SHORT TASK =
Could you return every line of the material below verbatim, leaving out the pictures?
++++++++++++++++++++
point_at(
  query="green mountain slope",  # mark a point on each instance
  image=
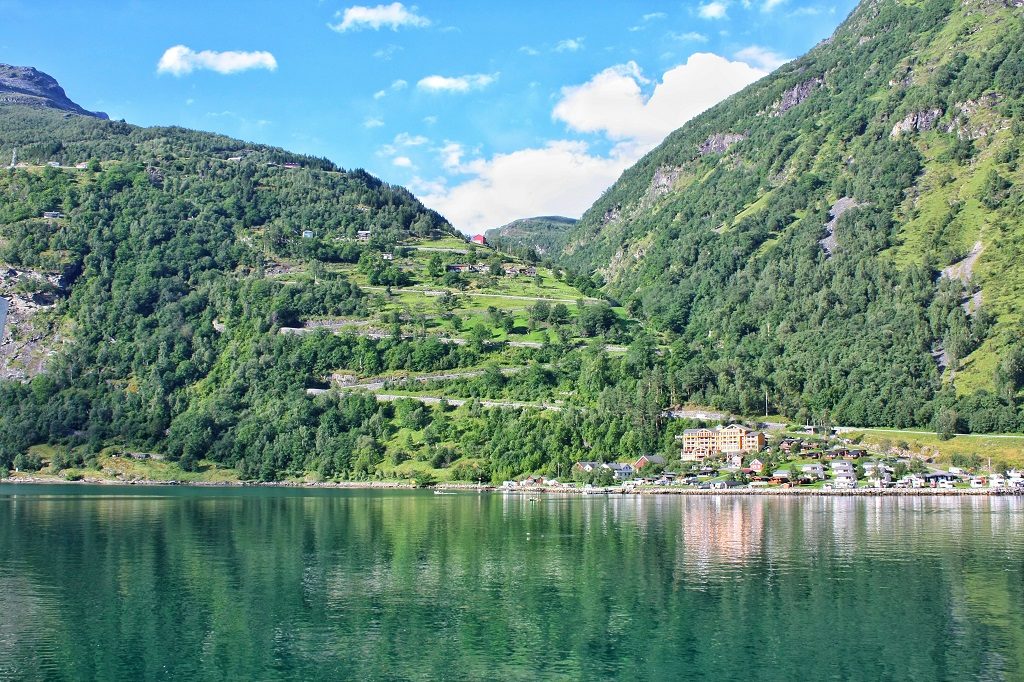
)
(211, 301)
(846, 233)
++++++++++++++++++++
FINISHED EXERCISE =
point_at(
  query="green mountain slope",  # mark a point on each instance
  image=
)
(211, 301)
(846, 233)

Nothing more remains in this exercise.